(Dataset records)
----------
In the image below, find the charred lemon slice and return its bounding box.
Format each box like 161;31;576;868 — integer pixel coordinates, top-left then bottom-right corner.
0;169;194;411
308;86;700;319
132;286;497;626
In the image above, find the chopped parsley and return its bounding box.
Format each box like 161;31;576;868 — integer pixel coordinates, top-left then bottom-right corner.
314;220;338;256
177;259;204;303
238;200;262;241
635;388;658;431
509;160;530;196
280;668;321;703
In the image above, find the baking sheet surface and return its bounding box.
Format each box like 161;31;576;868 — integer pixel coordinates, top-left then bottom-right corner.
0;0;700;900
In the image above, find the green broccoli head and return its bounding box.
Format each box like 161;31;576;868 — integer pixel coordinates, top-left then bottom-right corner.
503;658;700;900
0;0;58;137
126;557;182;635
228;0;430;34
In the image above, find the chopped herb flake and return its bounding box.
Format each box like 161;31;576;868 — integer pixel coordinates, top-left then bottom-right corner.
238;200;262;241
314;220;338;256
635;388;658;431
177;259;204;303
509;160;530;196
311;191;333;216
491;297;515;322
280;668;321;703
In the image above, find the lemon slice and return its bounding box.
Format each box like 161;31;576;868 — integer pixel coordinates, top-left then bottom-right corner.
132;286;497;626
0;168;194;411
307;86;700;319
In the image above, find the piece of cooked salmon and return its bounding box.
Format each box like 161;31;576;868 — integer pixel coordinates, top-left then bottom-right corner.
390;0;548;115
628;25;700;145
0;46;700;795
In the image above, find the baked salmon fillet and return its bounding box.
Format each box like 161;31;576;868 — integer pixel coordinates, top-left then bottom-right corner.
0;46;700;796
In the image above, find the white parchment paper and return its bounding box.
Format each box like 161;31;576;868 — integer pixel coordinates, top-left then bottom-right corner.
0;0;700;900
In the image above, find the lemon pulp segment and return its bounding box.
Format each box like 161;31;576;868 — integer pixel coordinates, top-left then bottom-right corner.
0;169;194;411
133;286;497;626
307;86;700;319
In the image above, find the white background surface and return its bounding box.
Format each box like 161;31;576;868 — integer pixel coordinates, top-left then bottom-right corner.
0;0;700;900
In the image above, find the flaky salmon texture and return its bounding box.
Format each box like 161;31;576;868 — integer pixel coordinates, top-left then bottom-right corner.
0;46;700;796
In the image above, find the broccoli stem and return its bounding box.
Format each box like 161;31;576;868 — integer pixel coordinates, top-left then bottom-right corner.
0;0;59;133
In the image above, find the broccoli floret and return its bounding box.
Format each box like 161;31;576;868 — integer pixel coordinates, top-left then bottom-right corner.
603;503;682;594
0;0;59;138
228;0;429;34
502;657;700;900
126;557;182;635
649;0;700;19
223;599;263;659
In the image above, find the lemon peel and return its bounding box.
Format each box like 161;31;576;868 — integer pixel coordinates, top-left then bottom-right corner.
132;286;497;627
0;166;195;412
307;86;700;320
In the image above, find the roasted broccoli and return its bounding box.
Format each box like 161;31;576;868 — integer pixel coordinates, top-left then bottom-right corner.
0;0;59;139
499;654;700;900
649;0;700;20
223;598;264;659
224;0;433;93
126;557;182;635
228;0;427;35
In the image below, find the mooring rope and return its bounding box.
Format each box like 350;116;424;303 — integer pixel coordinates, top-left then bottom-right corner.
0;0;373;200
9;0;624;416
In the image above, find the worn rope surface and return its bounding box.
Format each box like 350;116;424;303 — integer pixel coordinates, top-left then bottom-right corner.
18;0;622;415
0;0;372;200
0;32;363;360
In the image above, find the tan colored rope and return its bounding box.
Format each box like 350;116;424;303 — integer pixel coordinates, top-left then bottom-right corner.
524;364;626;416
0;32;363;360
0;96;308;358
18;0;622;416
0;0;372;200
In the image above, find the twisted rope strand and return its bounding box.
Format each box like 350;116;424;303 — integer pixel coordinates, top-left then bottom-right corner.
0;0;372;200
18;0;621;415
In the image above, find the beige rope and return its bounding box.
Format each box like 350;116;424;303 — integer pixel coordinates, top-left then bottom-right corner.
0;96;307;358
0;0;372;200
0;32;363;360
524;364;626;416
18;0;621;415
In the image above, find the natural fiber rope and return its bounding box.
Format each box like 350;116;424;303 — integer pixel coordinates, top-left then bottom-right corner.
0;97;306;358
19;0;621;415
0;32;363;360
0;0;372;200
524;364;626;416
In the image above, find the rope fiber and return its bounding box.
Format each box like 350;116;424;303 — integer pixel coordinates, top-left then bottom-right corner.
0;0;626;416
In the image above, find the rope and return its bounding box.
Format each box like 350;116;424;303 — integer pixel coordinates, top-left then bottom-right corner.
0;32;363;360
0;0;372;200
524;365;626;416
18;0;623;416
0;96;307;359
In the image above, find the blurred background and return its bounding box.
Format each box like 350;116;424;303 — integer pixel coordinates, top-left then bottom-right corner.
----------
Convert the rows above into a JSON list of strings with one string per line. Leave out any blank lines.

[
  "In the image below, find the charred lemon slice and return its bounding box.",
  "Format each box like 161;31;576;868 — integer pixel coordinates, top-left then bottom-right corner.",
  "0;169;194;411",
  "308;86;700;319",
  "132;286;497;626",
  "In the image above, find the chopped parsley and return its bounding box.",
  "Format each box like 161;31;576;868 — integer pixel coordinates, top-left then bottom-right corner.",
  "314;220;338;256",
  "177;259;204;303",
  "238;200;262;241",
  "635;388;658;431",
  "509;160;530;196",
  "280;668;321;703",
  "In the image above, find the baking sheet surface and return its bounding box.",
  "Format each box like 161;31;576;868 — integer pixel coordinates, top-left then bottom-right corner.",
  "0;0;700;900",
  "In the image above, find the green broccoli head and return its bounding box.",
  "Format each box like 161;31;576;868 — integer pixel coordinates, top-left then bottom-right corner.",
  "503;658;700;900",
  "0;0;58;137",
  "126;557;182;635",
  "228;0;430;34",
  "In the image above, find the chopped herb flake and return its bounding box.",
  "Format each box like 161;31;576;868 — integer pixel coordinates, top-left then bottom-right corner.",
  "238;200;262;241",
  "314;220;338;256",
  "635;388;658;431",
  "177;259;204;303",
  "509;160;530;196",
  "311;191;333;216",
  "491;297;515;322",
  "280;668;321;703",
  "In the image above, find the lemon slice and return its bounding box.",
  "Format each box like 161;31;576;868 — integer pixel coordinates, top-left then bottom-right corner.",
  "132;286;497;626",
  "0;168;194;411",
  "307;86;700;319",
  "In the image above, find the piece of cooked salmon and return its bounding box.",
  "Format each box like 161;31;576;868 — integer pixel coordinates, top-left then bottom-right corner.",
  "390;0;548;115",
  "628;25;700;145",
  "0;46;700;795",
  "In the image above, find the baked salmon fillet and return its bounding box.",
  "Format each box like 161;31;576;868 — integer pixel coordinates, top-left then bottom-right corner.",
  "0;46;700;796",
  "In the image above, find the white parchment paper and return its bounding box.",
  "Format each box like 161;31;576;868 — integer pixel coordinates, top-left then bottom-right corner.",
  "0;0;700;900",
  "In the image above, find the lemon pulp segment and return its bounding box.",
  "Format each box like 161;31;576;868 — integer pixel coordinates, top-left then bottom-right corner.",
  "0;169;194;411",
  "133;286;497;626",
  "307;86;700;319",
  "In the image above, find the white background surface and return its bounding box.",
  "Format each box like 161;31;576;868 — integer pixel coordinates, top-left then bottom-right corner.",
  "0;0;700;900",
  "In the image above, find the flaky salmon texture and return its bounding box.",
  "Format each box like 161;31;576;868 — integer pixel coordinates, top-left then bottom-right corner.",
  "0;46;700;796",
  "In the image above, find the broccoli stem and return its bounding box.",
  "Format each box like 161;31;576;868 — integer pixel coordinates, top-left then bottom-right corner.",
  "0;0;59;133",
  "In the image above, find the broccoli floret and return its bounding box.",
  "Format each box like 161;31;576;868 — integer pixel coordinates, top-left then bottom-right corner.",
  "603;503;682;594",
  "0;0;59;138",
  "228;0;429;34",
  "502;657;700;900",
  "126;557;182;635",
  "649;0;700;19",
  "223;599;263;659",
  "In the image above, find the lemon peel and return its bounding box.",
  "Format each box like 161;31;576;868 — integer pixel coordinates, top-left then bottom-right corner.",
  "132;286;497;627",
  "0;166;195;412",
  "307;86;700;320",
  "In the image above, find the roasted broccoli and return its bounding box.",
  "Format each box like 161;31;576;868 — integer pixel coordinates, top-left then bottom-right corner.",
  "0;0;59;139",
  "499;654;700;900",
  "649;0;700;20",
  "223;598;264;659",
  "224;0;433;93",
  "126;557;182;635",
  "228;0;427;35",
  "In the image below, find the mooring rope and return its bounding box.",
  "Format each box like 350;116;424;303 — integer pixel coordinates, top-left then bottom-right corner.",
  "0;0;373;200",
  "9;0;624;416",
  "In the image above, find the worn rope surface and return its bounding box.",
  "Format each box like 350;116;424;303 — integer pixel coordinates, top-left then bottom-right corner.",
  "18;0;622;415",
  "0;0;372;200",
  "0;32;363;360",
  "In the image above, find the tan colored rope and return its bounding box.",
  "Format each box like 350;116;424;303 — integer pixel coordinates, top-left then bottom-right corner.",
  "524;364;626;416",
  "0;32;363;360",
  "0;96;308;358",
  "18;0;622;416",
  "0;0;372;200",
  "In the image above, find the twisted rope strand and return its bounding box.",
  "Format each box like 350;116;424;303 — integer pixel coordinates, top-left then bottom-right corner.",
  "0;0;372;200",
  "18;0;621;415",
  "In the image above, find the beige rope and return its bounding box.",
  "Format each box like 350;116;424;303 — integer pixel coordinates, top-left then bottom-right corner.",
  "0;96;307;358",
  "0;0;372;200",
  "0;32;363;360",
  "524;364;626;416",
  "18;0;621;415",
  "In the image above, find the natural fiber rope and return its bounding box.",
  "Format each box like 350;116;424;303 — integer pixel coordinates, top-left then bottom-right corner.",
  "0;97;306;358",
  "19;0;621;415",
  "0;32;363;360",
  "0;0;372;200",
  "524;364;626;416",
  "In the image above, find the rope fiber and return its bounding box.",
  "Format each box like 350;116;424;303 — integer pixel coordinates, top-left then bottom-right corner.",
  "0;0;626;416",
  "In the image above, find the rope and return its bounding box.",
  "Format each box like 350;116;424;303 — integer pixel coordinates, top-left then bottom-right corner.",
  "0;32;363;360",
  "0;0;372;200",
  "524;365;626;416",
  "18;0;623;416",
  "0;96;307;359",
  "In the image above, find the blurred background and return its bounding box.",
  "Format each box like 350;116;424;303 — integer pixel coordinates, top-left then bottom-right corner."
]